(Information provided)
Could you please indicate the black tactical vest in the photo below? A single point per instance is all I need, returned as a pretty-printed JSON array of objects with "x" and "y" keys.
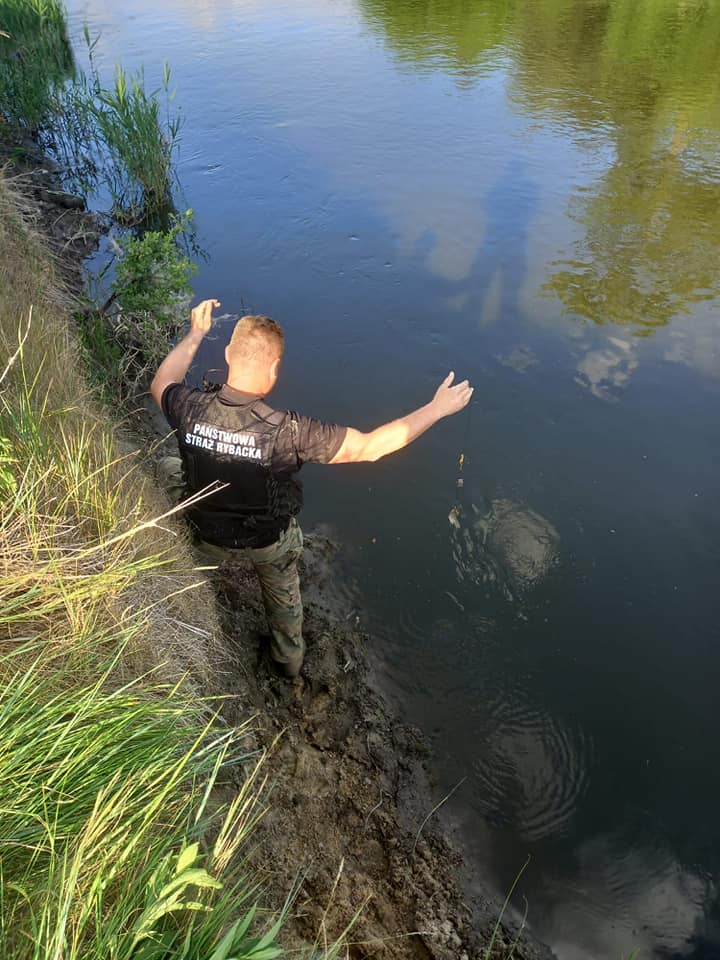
[{"x": 233, "y": 444}]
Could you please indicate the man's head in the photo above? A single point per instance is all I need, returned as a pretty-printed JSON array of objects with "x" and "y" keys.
[{"x": 254, "y": 353}]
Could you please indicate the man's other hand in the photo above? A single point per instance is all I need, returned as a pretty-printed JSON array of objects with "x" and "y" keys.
[
  {"x": 451, "y": 399},
  {"x": 201, "y": 316}
]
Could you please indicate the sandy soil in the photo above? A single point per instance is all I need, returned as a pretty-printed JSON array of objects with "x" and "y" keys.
[{"x": 347, "y": 823}]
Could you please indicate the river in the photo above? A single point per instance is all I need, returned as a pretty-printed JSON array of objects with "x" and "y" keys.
[{"x": 526, "y": 192}]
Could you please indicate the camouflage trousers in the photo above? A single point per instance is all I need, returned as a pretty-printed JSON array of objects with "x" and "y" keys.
[{"x": 276, "y": 569}]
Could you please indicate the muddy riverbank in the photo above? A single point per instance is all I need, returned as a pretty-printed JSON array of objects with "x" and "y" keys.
[{"x": 348, "y": 822}]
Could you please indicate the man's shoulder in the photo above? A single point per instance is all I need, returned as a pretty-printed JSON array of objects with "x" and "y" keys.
[{"x": 176, "y": 397}]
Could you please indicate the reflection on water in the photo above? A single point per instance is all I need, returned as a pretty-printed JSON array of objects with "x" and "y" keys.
[
  {"x": 532, "y": 770},
  {"x": 641, "y": 79},
  {"x": 526, "y": 192},
  {"x": 606, "y": 371},
  {"x": 506, "y": 545}
]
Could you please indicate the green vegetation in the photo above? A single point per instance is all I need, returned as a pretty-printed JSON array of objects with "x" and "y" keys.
[
  {"x": 153, "y": 275},
  {"x": 113, "y": 842},
  {"x": 120, "y": 140},
  {"x": 114, "y": 141},
  {"x": 637, "y": 79},
  {"x": 35, "y": 59}
]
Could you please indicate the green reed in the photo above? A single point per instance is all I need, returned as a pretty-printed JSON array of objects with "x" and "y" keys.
[{"x": 35, "y": 59}]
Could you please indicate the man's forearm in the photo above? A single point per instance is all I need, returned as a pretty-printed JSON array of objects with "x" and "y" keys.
[
  {"x": 176, "y": 364},
  {"x": 390, "y": 437},
  {"x": 393, "y": 436}
]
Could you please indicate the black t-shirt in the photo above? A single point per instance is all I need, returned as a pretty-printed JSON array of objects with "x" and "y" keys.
[{"x": 297, "y": 440}]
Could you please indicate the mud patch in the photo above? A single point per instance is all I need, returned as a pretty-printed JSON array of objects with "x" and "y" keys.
[{"x": 351, "y": 789}]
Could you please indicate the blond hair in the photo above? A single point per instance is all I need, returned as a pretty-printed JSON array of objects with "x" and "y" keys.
[{"x": 256, "y": 340}]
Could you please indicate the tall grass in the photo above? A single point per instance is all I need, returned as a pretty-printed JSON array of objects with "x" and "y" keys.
[
  {"x": 117, "y": 138},
  {"x": 35, "y": 59},
  {"x": 113, "y": 841},
  {"x": 120, "y": 138},
  {"x": 105, "y": 802}
]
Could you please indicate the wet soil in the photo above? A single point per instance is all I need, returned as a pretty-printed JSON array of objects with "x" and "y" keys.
[{"x": 350, "y": 824}]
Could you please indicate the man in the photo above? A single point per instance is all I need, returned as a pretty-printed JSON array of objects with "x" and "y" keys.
[{"x": 249, "y": 453}]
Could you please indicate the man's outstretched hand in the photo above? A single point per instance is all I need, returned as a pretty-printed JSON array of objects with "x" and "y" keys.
[
  {"x": 201, "y": 316},
  {"x": 451, "y": 398}
]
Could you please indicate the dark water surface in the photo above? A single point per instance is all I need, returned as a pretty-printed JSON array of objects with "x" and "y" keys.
[{"x": 527, "y": 193}]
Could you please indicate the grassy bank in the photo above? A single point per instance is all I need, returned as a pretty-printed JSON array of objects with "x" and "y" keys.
[{"x": 112, "y": 843}]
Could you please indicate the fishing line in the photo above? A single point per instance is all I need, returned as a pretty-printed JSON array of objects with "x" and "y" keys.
[{"x": 460, "y": 482}]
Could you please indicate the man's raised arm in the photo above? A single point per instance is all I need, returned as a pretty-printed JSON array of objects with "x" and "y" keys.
[
  {"x": 177, "y": 363},
  {"x": 358, "y": 447}
]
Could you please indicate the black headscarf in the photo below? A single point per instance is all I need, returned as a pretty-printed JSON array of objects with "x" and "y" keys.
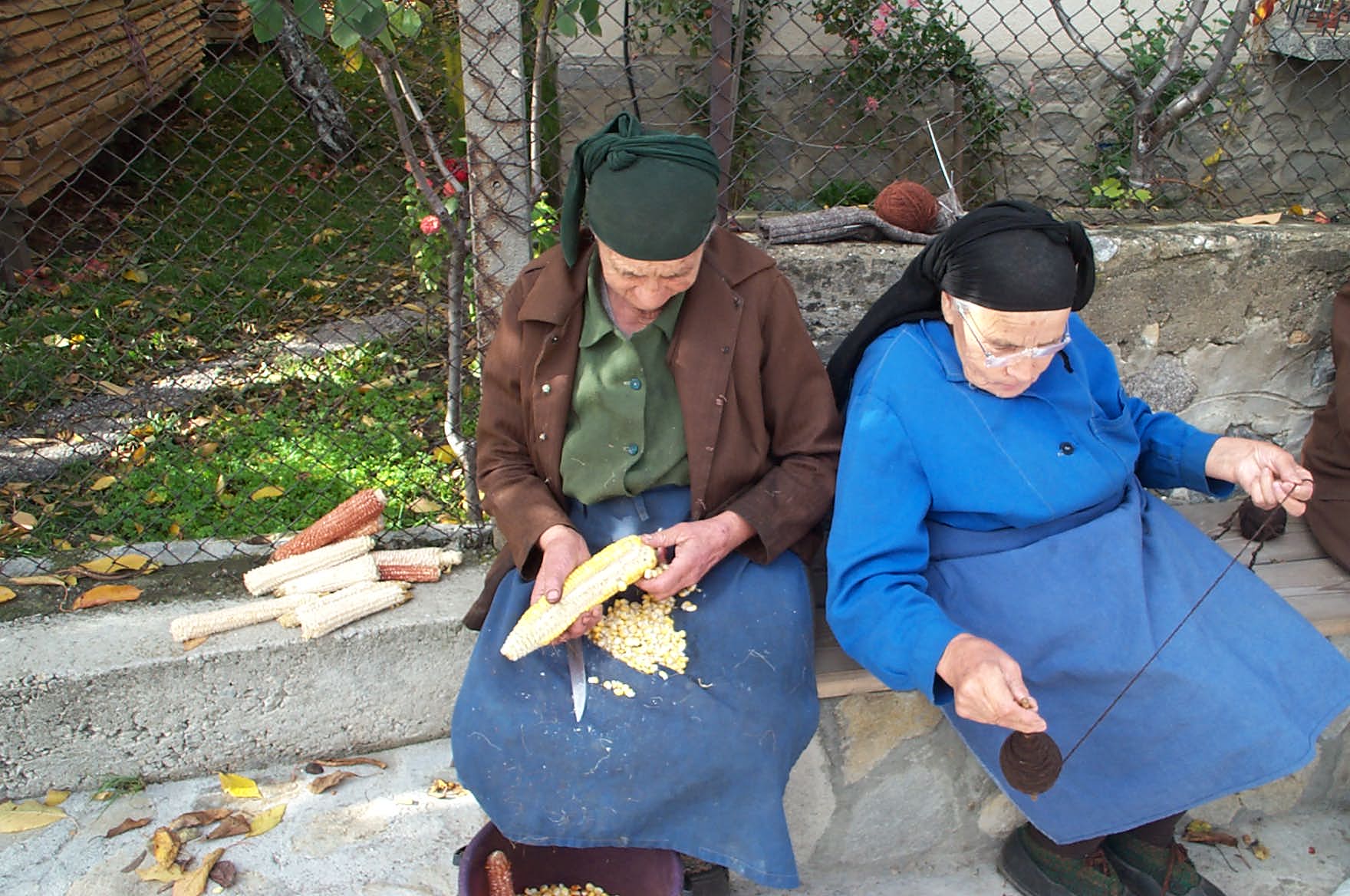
[{"x": 1007, "y": 255}]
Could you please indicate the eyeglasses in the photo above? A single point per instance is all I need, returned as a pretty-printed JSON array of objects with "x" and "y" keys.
[{"x": 1009, "y": 355}]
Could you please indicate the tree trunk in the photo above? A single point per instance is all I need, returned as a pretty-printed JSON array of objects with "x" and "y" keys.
[{"x": 308, "y": 80}]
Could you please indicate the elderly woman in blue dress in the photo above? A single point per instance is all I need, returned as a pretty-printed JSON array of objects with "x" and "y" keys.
[{"x": 994, "y": 547}]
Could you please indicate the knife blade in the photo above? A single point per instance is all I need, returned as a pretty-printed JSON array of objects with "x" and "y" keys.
[{"x": 577, "y": 671}]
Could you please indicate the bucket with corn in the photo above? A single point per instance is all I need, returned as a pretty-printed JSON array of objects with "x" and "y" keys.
[{"x": 618, "y": 872}]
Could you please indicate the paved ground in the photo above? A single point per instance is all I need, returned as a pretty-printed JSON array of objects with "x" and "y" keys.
[{"x": 385, "y": 835}]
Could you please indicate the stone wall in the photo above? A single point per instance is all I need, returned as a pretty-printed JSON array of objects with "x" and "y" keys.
[{"x": 1223, "y": 324}]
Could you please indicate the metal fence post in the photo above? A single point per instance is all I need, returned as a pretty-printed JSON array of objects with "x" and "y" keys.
[{"x": 499, "y": 163}]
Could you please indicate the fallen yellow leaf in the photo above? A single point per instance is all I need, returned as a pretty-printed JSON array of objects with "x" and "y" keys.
[
  {"x": 163, "y": 846},
  {"x": 28, "y": 817},
  {"x": 61, "y": 582},
  {"x": 195, "y": 883},
  {"x": 238, "y": 786},
  {"x": 103, "y": 594},
  {"x": 266, "y": 821},
  {"x": 160, "y": 875},
  {"x": 1273, "y": 218}
]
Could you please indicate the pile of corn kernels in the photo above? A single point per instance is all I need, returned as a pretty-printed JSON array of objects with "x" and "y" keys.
[{"x": 641, "y": 634}]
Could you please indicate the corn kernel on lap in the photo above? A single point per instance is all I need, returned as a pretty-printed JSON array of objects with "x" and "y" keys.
[{"x": 694, "y": 760}]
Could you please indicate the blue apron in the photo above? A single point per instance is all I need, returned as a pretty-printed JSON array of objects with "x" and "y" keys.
[
  {"x": 696, "y": 763},
  {"x": 1234, "y": 700}
]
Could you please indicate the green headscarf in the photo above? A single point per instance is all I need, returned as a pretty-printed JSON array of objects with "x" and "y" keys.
[{"x": 651, "y": 196}]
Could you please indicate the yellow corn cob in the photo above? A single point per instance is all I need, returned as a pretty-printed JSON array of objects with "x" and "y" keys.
[
  {"x": 589, "y": 585},
  {"x": 323, "y": 617},
  {"x": 416, "y": 565},
  {"x": 347, "y": 520},
  {"x": 334, "y": 578},
  {"x": 199, "y": 625},
  {"x": 268, "y": 576}
]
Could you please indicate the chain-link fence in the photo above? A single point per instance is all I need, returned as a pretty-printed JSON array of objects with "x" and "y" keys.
[{"x": 227, "y": 300}]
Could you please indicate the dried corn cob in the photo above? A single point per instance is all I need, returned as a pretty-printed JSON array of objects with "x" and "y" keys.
[
  {"x": 416, "y": 565},
  {"x": 199, "y": 625},
  {"x": 347, "y": 520},
  {"x": 598, "y": 579},
  {"x": 499, "y": 875},
  {"x": 268, "y": 576},
  {"x": 323, "y": 617},
  {"x": 334, "y": 578}
]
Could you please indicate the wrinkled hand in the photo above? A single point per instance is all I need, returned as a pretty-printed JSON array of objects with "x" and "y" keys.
[
  {"x": 1266, "y": 471},
  {"x": 692, "y": 549},
  {"x": 563, "y": 549},
  {"x": 989, "y": 684}
]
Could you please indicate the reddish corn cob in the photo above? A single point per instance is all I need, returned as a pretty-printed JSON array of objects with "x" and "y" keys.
[
  {"x": 350, "y": 519},
  {"x": 499, "y": 875},
  {"x": 416, "y": 565}
]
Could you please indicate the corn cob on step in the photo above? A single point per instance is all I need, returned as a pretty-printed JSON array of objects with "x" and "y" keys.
[{"x": 608, "y": 572}]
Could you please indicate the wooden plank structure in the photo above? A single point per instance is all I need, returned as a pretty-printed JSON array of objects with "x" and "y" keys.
[
  {"x": 226, "y": 21},
  {"x": 73, "y": 72},
  {"x": 1293, "y": 565}
]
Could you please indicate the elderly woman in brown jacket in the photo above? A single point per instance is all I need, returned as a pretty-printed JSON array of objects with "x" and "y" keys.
[
  {"x": 651, "y": 375},
  {"x": 1326, "y": 451}
]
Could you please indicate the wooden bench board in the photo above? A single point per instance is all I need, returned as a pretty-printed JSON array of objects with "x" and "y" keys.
[{"x": 1293, "y": 565}]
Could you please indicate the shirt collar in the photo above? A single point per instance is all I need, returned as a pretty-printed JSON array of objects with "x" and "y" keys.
[{"x": 597, "y": 323}]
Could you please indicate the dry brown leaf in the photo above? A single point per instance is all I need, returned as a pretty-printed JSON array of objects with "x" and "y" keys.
[
  {"x": 223, "y": 873},
  {"x": 103, "y": 594},
  {"x": 163, "y": 846},
  {"x": 195, "y": 883},
  {"x": 354, "y": 760},
  {"x": 1273, "y": 218},
  {"x": 268, "y": 819},
  {"x": 127, "y": 825},
  {"x": 199, "y": 818},
  {"x": 326, "y": 782},
  {"x": 230, "y": 826}
]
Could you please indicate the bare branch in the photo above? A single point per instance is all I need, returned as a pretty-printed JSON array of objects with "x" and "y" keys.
[
  {"x": 1117, "y": 73},
  {"x": 1192, "y": 99}
]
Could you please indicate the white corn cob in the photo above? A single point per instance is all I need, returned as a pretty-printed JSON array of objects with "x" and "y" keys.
[
  {"x": 334, "y": 613},
  {"x": 199, "y": 625},
  {"x": 334, "y": 578},
  {"x": 357, "y": 516},
  {"x": 416, "y": 565},
  {"x": 268, "y": 576},
  {"x": 588, "y": 586}
]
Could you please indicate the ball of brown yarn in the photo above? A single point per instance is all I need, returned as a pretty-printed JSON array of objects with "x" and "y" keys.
[
  {"x": 1030, "y": 763},
  {"x": 1261, "y": 525},
  {"x": 907, "y": 206}
]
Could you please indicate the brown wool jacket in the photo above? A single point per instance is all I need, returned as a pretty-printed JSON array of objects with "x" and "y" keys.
[
  {"x": 1326, "y": 451},
  {"x": 760, "y": 425}
]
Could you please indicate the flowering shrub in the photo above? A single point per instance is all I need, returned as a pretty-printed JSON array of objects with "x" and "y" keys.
[
  {"x": 905, "y": 50},
  {"x": 430, "y": 245}
]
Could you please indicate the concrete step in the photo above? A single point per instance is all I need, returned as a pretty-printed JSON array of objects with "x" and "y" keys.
[{"x": 385, "y": 835}]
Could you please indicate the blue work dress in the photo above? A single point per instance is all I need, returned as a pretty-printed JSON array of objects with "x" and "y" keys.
[
  {"x": 1026, "y": 521},
  {"x": 696, "y": 763}
]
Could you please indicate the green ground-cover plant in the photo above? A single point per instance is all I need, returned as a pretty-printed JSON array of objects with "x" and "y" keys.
[{"x": 268, "y": 458}]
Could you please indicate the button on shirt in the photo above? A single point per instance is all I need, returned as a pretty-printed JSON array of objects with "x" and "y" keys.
[{"x": 625, "y": 431}]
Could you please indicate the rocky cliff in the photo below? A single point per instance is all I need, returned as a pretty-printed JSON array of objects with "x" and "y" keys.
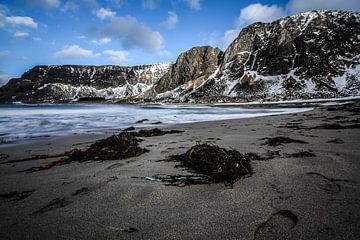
[
  {"x": 313, "y": 54},
  {"x": 310, "y": 55},
  {"x": 68, "y": 82}
]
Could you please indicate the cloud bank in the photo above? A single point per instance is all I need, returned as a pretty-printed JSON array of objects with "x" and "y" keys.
[
  {"x": 133, "y": 34},
  {"x": 74, "y": 52}
]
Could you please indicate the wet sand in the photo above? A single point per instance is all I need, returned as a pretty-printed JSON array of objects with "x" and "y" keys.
[{"x": 291, "y": 195}]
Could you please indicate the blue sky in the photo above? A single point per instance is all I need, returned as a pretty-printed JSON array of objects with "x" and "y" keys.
[{"x": 128, "y": 32}]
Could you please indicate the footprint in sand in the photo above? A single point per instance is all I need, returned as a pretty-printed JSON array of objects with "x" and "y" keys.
[
  {"x": 277, "y": 226},
  {"x": 329, "y": 185}
]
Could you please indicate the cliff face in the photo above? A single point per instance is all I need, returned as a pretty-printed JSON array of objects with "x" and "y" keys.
[
  {"x": 314, "y": 54},
  {"x": 197, "y": 63},
  {"x": 310, "y": 55},
  {"x": 65, "y": 82}
]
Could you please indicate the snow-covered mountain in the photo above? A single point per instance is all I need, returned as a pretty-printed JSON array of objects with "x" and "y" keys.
[
  {"x": 310, "y": 55},
  {"x": 69, "y": 82}
]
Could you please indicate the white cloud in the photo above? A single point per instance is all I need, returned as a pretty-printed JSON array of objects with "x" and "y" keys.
[
  {"x": 193, "y": 4},
  {"x": 75, "y": 51},
  {"x": 101, "y": 41},
  {"x": 116, "y": 57},
  {"x": 165, "y": 54},
  {"x": 103, "y": 13},
  {"x": 133, "y": 34},
  {"x": 70, "y": 6},
  {"x": 149, "y": 4},
  {"x": 81, "y": 37},
  {"x": 46, "y": 3},
  {"x": 117, "y": 3},
  {"x": 260, "y": 13},
  {"x": 4, "y": 78},
  {"x": 4, "y": 53},
  {"x": 21, "y": 21},
  {"x": 171, "y": 21},
  {"x": 297, "y": 6},
  {"x": 18, "y": 34},
  {"x": 23, "y": 58}
]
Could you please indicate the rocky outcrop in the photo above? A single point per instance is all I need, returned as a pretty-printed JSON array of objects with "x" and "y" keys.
[
  {"x": 196, "y": 64},
  {"x": 310, "y": 55},
  {"x": 313, "y": 54},
  {"x": 68, "y": 82}
]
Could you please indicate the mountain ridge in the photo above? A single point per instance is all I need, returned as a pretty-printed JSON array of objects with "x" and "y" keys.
[{"x": 310, "y": 55}]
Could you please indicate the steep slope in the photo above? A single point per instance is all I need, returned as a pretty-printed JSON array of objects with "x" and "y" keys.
[
  {"x": 310, "y": 55},
  {"x": 314, "y": 54},
  {"x": 195, "y": 64},
  {"x": 66, "y": 82}
]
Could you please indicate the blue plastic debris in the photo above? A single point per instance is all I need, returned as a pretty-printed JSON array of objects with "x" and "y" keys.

(Problem requirements)
Take the line that contains "Could you please indicate the mountain" and every line after it through the end of the listing above, and repeat them exactly.

(Written response)
Could you please indicate the mountain ridge in the photo above? A single point per instance is all I need, returned as a pretty-printed JSON array of objects with "x" and "y" keys.
[{"x": 310, "y": 55}]
Could you please indicate the steep slope in the photo above? A single point per instance is all I need, returned as a pretty-printed JSON array of objects with "x" and "y" keys.
[
  {"x": 310, "y": 55},
  {"x": 314, "y": 54},
  {"x": 195, "y": 64},
  {"x": 66, "y": 82}
]
Could you please indicate the blue plastic debris in the photo above? A single point per instance is all I need, returned as a pretty-printed JSON array of objects with "x" and "y" keys.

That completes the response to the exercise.